• _Text extract_:
To use another secular analogy: the Mass facing the people is reduced to a high school assembly where everyone has a role to play under the direction of the priest as Mother Principal, she who makes sure that all things go smoothly. This is described by some liturgists as the “horizontal” dimension of the liturgy, as opposed to the “vertical” dimension that provides the sense of transcendence. This is ultimately empty talk, for it supposes that the liturgy is under the control of the priest and ministers and that one of their functions is to make sure that both dimensions are present and are somehow in balance.

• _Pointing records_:
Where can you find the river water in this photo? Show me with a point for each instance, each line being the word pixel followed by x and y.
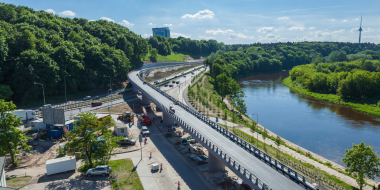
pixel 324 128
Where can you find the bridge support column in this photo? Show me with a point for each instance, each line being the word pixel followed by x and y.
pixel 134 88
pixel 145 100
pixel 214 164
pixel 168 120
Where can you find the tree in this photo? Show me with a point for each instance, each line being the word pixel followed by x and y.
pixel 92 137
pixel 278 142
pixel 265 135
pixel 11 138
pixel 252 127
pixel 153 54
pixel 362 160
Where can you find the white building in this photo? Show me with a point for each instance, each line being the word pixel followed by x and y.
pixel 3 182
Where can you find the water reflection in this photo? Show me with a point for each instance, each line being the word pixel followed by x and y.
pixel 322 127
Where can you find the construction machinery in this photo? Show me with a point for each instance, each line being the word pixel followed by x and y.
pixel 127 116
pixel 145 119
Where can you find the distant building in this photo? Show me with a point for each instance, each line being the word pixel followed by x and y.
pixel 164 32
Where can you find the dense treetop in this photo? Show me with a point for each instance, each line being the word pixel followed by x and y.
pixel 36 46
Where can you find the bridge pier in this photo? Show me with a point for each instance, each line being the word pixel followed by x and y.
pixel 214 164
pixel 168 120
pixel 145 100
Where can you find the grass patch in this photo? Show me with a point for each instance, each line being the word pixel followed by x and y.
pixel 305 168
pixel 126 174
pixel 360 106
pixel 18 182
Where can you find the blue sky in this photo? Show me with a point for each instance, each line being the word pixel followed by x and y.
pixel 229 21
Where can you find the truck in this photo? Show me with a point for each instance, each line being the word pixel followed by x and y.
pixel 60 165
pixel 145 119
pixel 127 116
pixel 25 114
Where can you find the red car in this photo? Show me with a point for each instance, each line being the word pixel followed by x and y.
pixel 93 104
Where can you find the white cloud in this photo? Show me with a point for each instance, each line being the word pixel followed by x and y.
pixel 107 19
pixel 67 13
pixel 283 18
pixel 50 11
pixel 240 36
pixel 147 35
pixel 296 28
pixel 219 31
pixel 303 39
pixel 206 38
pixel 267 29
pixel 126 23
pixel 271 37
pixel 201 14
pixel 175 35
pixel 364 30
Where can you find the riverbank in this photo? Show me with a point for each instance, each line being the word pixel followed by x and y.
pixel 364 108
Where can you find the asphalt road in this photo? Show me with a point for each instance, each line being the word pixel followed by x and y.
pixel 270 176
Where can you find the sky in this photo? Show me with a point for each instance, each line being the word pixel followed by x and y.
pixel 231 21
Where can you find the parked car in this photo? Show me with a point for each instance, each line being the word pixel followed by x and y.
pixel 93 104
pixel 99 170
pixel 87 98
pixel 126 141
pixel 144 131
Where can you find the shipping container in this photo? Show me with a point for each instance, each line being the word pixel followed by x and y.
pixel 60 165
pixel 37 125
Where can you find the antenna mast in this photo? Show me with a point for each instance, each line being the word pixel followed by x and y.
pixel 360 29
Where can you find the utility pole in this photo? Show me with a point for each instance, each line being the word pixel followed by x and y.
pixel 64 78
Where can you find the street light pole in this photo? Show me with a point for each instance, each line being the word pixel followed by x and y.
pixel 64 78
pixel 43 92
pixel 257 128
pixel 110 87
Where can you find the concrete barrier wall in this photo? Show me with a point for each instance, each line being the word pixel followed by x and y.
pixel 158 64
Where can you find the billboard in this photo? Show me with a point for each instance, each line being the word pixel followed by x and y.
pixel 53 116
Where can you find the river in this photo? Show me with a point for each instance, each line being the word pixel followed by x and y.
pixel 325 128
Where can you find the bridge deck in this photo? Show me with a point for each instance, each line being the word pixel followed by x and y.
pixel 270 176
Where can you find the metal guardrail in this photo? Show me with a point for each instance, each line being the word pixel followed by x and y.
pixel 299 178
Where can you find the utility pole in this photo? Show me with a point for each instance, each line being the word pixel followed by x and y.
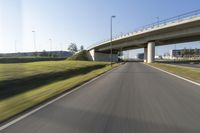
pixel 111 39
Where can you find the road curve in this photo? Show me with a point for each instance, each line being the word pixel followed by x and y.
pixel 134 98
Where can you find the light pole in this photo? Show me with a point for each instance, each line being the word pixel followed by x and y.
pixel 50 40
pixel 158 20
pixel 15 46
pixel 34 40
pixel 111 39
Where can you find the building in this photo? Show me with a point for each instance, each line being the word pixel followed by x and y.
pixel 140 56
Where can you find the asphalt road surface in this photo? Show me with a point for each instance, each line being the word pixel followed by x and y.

• _Prompt_: Copy the stretch of the text on the Mass from "To use another" through "somehow in balance.", switching "Mother Principal" to "Head Teacher". Work from the text on the Mass alone.

• _Task output_:
To use another secular analogy: the Mass facing the people is reduced to a high school assembly where everyone has a role to play under the direction of the priest as Head Teacher, she who makes sure that all things go smoothly. This is described by some liturgists as the “horizontal” dimension of the liturgy, as opposed to the “vertical” dimension that provides the sense of transcendence. This is ultimately empty talk, for it supposes that the liturgy is under the control of the priest and ministers and that one of their functions is to make sure that both dimensions are present and are somehow in balance.